Start Raw data
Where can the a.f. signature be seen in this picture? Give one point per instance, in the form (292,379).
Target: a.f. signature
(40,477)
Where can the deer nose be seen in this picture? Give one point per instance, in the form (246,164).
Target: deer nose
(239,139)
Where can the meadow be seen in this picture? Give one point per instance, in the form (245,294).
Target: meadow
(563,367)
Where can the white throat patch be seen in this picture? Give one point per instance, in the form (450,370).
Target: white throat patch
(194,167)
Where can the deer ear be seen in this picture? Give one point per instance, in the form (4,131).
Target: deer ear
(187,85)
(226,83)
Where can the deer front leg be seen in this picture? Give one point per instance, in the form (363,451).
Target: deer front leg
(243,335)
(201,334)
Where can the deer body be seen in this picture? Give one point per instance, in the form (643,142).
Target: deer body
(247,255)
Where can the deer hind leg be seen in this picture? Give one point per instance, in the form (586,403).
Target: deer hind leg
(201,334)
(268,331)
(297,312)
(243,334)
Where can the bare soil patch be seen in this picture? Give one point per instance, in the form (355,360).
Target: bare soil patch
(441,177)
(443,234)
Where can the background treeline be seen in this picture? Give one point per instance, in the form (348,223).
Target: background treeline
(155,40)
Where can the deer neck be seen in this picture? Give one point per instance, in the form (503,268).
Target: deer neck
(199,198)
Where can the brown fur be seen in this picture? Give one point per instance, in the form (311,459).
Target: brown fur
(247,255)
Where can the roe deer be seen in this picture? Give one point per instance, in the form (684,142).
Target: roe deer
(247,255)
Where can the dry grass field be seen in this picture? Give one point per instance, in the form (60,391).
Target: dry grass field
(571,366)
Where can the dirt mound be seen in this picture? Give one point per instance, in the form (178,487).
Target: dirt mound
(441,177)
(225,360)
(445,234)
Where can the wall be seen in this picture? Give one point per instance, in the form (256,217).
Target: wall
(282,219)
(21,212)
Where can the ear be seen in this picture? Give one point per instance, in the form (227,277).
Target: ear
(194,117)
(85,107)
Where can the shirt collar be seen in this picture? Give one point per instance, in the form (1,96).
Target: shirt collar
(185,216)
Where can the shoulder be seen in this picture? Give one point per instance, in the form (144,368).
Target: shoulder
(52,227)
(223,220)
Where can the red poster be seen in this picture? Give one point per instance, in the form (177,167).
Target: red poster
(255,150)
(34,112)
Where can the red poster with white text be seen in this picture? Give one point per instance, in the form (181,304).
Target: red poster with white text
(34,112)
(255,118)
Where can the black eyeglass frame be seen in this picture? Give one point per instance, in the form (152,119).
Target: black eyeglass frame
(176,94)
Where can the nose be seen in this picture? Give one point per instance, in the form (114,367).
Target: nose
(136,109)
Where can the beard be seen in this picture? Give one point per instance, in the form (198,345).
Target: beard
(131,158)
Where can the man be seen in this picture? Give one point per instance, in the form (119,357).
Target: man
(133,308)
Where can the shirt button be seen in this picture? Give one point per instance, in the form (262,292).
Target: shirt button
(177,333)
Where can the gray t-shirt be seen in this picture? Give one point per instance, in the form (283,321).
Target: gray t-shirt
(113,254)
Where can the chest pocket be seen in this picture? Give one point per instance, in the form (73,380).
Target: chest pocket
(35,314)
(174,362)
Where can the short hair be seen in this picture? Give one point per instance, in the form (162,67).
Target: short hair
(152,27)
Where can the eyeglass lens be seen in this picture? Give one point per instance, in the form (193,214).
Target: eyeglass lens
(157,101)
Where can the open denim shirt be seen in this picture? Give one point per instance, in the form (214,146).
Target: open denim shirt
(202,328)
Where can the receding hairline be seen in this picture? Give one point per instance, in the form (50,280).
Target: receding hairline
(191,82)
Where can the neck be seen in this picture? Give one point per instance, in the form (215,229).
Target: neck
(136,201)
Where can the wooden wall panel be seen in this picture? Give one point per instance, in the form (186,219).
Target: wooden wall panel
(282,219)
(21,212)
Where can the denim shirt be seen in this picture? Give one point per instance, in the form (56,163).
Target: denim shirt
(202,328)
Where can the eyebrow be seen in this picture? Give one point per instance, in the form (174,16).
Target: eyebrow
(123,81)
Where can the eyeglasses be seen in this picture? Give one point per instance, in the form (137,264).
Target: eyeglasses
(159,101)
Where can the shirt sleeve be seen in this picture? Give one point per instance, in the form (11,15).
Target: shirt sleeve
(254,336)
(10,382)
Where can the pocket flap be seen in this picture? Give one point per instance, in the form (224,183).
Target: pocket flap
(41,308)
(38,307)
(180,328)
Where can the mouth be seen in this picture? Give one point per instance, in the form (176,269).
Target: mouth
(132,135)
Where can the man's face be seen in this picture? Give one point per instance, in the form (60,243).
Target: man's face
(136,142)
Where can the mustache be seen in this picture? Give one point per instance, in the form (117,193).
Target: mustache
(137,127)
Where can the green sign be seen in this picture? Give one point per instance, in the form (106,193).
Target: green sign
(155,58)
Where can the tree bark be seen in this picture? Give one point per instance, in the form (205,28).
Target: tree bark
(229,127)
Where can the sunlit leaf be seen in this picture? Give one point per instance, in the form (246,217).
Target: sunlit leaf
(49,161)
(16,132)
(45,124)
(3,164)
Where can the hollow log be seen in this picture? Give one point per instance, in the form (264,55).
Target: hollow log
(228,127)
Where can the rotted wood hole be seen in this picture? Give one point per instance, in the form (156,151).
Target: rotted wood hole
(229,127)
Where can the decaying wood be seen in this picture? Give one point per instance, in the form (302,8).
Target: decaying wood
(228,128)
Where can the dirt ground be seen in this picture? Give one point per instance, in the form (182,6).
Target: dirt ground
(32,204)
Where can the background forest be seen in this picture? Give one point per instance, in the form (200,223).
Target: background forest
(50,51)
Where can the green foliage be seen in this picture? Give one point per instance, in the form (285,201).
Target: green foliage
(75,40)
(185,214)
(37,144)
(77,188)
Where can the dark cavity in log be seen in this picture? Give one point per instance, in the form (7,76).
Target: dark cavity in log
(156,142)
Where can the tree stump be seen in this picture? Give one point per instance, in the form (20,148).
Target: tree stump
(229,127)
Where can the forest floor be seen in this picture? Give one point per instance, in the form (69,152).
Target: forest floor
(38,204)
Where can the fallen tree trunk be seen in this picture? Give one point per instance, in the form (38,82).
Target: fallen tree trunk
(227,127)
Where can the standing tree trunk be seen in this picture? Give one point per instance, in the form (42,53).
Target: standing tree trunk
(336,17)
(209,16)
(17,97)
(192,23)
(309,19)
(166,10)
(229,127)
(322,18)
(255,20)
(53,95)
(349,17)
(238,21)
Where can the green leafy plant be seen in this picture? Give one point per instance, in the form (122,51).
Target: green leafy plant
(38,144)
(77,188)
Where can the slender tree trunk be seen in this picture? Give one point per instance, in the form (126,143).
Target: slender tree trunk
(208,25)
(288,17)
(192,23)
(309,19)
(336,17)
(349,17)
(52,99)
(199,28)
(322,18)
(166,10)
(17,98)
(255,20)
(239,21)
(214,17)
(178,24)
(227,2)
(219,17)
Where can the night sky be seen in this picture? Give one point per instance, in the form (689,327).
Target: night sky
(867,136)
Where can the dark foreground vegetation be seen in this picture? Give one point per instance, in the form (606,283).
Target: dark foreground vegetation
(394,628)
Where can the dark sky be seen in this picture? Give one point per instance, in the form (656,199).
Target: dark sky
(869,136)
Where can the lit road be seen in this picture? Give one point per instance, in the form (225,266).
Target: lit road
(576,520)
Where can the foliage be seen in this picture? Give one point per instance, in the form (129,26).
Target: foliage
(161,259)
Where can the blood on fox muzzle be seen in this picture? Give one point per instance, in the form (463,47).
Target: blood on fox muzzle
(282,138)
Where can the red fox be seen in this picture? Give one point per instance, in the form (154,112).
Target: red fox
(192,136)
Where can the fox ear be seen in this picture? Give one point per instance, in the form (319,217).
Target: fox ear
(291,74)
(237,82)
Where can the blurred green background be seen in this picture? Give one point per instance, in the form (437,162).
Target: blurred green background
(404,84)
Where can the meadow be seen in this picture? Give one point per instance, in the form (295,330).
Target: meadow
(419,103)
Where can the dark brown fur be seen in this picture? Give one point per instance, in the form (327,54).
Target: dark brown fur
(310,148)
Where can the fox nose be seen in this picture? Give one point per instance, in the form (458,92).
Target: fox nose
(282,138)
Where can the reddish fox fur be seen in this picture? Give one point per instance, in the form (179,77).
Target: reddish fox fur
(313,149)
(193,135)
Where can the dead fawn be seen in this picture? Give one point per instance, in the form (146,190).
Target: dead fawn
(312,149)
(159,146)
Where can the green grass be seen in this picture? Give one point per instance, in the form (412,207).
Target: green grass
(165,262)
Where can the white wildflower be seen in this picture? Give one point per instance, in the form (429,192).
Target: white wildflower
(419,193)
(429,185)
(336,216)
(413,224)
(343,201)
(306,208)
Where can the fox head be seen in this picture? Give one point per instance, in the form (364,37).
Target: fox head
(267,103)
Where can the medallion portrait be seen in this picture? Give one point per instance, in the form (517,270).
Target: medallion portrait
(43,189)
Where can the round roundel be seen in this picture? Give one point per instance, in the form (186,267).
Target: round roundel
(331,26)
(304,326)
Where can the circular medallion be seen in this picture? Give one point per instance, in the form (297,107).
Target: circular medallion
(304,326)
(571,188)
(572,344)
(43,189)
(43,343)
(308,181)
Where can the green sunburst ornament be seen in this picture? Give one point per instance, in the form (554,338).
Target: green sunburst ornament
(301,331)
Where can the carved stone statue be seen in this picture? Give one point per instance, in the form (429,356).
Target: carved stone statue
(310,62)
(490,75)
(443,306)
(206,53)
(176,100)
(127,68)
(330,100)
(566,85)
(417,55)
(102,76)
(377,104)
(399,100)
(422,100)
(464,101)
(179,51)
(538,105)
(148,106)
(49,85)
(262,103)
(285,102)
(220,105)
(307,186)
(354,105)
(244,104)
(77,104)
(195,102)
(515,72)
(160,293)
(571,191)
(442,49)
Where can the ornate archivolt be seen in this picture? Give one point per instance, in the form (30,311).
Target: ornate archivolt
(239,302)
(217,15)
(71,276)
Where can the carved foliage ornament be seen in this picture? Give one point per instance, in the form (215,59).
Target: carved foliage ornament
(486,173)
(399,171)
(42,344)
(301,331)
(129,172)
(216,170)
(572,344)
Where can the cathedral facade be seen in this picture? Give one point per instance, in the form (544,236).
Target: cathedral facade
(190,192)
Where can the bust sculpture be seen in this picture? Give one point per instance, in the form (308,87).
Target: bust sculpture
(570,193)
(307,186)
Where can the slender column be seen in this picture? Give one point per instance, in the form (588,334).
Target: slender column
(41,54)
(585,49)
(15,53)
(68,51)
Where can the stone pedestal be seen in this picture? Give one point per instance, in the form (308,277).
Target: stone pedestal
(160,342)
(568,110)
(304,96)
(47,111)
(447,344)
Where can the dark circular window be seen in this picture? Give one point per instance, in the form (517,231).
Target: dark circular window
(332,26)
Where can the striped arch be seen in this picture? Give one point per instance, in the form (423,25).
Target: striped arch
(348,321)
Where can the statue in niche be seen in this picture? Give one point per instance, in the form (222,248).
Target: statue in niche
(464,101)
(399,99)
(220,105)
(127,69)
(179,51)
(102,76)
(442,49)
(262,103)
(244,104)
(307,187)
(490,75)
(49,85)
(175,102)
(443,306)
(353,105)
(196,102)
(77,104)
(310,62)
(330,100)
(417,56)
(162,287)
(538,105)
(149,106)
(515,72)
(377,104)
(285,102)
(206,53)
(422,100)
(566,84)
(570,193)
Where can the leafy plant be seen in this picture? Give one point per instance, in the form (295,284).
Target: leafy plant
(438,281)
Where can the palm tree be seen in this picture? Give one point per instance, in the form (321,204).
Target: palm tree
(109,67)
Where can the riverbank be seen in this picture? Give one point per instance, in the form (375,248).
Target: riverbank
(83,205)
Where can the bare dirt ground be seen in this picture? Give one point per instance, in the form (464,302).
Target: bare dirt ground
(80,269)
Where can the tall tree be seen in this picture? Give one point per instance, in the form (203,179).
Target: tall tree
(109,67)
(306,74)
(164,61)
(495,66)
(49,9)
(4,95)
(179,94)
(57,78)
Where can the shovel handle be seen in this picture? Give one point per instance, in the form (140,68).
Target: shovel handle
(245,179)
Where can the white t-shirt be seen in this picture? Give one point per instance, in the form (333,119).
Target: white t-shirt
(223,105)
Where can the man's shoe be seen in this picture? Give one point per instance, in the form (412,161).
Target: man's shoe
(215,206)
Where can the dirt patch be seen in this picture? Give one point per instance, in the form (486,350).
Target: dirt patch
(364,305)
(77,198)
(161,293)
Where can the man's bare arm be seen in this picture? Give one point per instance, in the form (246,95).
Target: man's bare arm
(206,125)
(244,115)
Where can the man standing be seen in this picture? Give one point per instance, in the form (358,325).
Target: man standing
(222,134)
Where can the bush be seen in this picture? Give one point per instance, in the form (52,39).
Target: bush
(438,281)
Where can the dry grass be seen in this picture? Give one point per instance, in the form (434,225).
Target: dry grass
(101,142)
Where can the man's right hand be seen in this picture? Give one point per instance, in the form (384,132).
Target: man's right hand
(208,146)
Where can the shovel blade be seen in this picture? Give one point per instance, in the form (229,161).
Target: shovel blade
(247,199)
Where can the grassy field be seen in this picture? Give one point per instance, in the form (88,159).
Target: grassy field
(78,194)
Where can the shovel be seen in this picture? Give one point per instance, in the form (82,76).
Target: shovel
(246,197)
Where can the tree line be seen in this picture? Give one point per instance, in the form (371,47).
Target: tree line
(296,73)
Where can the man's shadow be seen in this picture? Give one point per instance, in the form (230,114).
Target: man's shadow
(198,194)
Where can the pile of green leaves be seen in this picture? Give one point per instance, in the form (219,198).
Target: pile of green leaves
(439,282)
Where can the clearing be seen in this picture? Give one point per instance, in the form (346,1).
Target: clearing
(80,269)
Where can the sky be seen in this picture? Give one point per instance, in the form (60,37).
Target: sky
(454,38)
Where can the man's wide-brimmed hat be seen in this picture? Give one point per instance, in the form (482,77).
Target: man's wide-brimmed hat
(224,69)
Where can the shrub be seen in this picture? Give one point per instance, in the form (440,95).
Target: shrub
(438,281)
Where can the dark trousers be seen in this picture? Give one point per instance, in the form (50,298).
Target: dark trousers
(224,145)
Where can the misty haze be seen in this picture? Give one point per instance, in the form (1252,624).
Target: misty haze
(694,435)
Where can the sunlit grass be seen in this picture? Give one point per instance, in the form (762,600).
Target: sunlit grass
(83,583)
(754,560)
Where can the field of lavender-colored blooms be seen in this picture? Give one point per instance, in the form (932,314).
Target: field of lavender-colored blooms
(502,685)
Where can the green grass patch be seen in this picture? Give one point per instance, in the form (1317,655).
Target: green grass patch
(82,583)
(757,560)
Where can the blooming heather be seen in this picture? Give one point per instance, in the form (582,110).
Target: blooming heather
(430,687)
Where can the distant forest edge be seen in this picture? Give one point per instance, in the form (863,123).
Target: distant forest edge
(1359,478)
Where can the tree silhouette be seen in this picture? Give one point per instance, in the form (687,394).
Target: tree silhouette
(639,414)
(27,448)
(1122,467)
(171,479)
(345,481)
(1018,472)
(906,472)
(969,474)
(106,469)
End Raw data
Exercise aim:
Extract the lines above from the one containing "Where can the man's wide-brimmed" to the last line, both included, exactly as written.

Written response:
Where can the man's wide-brimmed hat be seen in this picture? Give one point per instance, in the form (482,77).
Target: man's wide-brimmed hat
(224,69)
Where can the shrub be seen in this picture? Give one point per instance, in the form (440,95).
Target: shrub
(438,281)
Where can the dark trousers be seen in this picture? Give one point per instance, in the form (50,298).
Target: dark trousers
(224,145)
Where can the misty haze be seen in this picture? Give one point per instance, in the form (1252,624).
Target: misty haze
(694,435)
Where can the sunlit grass be seen in this picture? Give one point per instance, in the form (762,600).
Target: sunlit grass
(83,583)
(754,560)
Where can the field of lavender-colored blooms be seen in this picture? Give one point per instance, in the form (932,314).
Target: field of lavender-colored blooms
(502,685)
Where can the green grass patch be seen in this picture? Give one point per instance, in the form (1317,655).
Target: green grass patch
(82,583)
(757,560)
Where can the blooming heather be seen in this picture? Give one point per instance, in the form (582,110).
Target: blooming heather
(430,687)
Where can the distant forest edge be seen in this picture? Give one point per instance, in the form (863,123).
Target: distant forest edge
(1359,478)
Where can the tree silhouette be seen in this picture? Give one point per instance, in the form (687,394).
Target: tree silhouette
(639,414)
(27,448)
(1122,467)
(171,479)
(345,481)
(1018,472)
(906,472)
(969,474)
(106,469)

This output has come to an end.